WHAT THE TASK REQUIRES:
Extend the profiles of Unified Government candidates past their final sentence.

SUPPLIED PASSAGE:
== Segment start ==

Steineger said taxpayers and ratepayers could save millions each year if the BPU were more closely merged with the Unified Government.
“And give those savings back to the taxpayers in the form of property tax relief,” Steineger said.
Residency requirement: Stieneger supports lifting a residency requirement for Unified Government employees if his idea of combining the BPU with the Unified Government comes to pass.
“I’m sure it will help with recruiting more police officers and other qualified employees,” Steineger said, adding later, ”I’d rather make Wyandotte County attractive enough that our local employees want to live here, by their own choosing, rather than mandate.”
Occupation: Runs The Reola Grant Center for Family Life Development, a nonprofit food pantry.
Why she’s running: Witt, an activist in Kansas City, Kansas, has been a frequent critic of the practices of the political and bureaucratic leaders in the Unified Government. She ran for mayor in 2017 but did not make it past the primary.

== Segment end ==

DATA EXTRACT:
== Segment start ==

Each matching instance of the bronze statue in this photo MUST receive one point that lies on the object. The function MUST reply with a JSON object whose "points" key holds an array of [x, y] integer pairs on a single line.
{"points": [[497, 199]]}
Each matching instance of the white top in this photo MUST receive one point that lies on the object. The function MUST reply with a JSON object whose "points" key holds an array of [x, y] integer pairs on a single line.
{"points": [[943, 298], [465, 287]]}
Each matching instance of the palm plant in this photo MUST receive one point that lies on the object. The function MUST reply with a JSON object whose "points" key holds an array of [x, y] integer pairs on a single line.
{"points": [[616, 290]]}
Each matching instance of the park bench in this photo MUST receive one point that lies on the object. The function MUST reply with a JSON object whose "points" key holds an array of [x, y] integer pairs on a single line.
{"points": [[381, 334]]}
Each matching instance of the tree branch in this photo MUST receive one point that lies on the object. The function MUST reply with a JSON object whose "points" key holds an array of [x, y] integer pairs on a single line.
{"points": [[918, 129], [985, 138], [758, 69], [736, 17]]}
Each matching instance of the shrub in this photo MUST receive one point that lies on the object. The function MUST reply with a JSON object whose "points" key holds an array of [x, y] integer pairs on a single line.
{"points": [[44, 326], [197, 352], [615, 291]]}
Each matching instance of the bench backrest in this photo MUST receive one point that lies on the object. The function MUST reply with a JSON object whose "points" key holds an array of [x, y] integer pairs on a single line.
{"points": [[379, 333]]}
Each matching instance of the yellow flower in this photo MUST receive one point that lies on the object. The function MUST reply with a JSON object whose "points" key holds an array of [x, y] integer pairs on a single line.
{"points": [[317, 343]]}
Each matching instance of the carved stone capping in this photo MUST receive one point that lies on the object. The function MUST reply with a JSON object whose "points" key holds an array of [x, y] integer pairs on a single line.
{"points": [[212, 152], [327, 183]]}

== Segment end ==

ANSWER SECTION:
Witt has frequently characterized City Hall leadership as corrupt, not transparent and treating residents unfairly.
“My promise is to bridge the gap, to bring the truth, fairness and accountability, the transparency and service from a caring leadership for Wyandotte County,” Witt said.
Economic development: Witt, like other candidates, said that the Unified Government devotes too much attention to awarding tax breaks to outside companies instead of supporting existing businesses.
“Everybody’s getting abatements,” Witt said. “Everybody is getting special deals except for the people that live in my county.”
Taxes: Like other candidates and residents in the community, Witt says taxes are too high. She adds that the Unified Government has the tendency to redirect its own future tax revenues to development projects, largely around The Legends on the western edge of Wyandotte County.
”Those are tax dollars that...had a place to be,” Witt said. “They should have been fixing roads, they should have been reducing our property taxes. They should have been taking care of our seniors and giving us youth initiatives. But they weren’t. Those tax dollars were taken wrapped up in a pretty bow and put out at The Legends.”
BPU: Witt said BPU bills are onerous for residents in Wyandotte County and that it’s difficult for the public to understand how the utility spends its money.
“We have no transparency over that organization,” Witt said.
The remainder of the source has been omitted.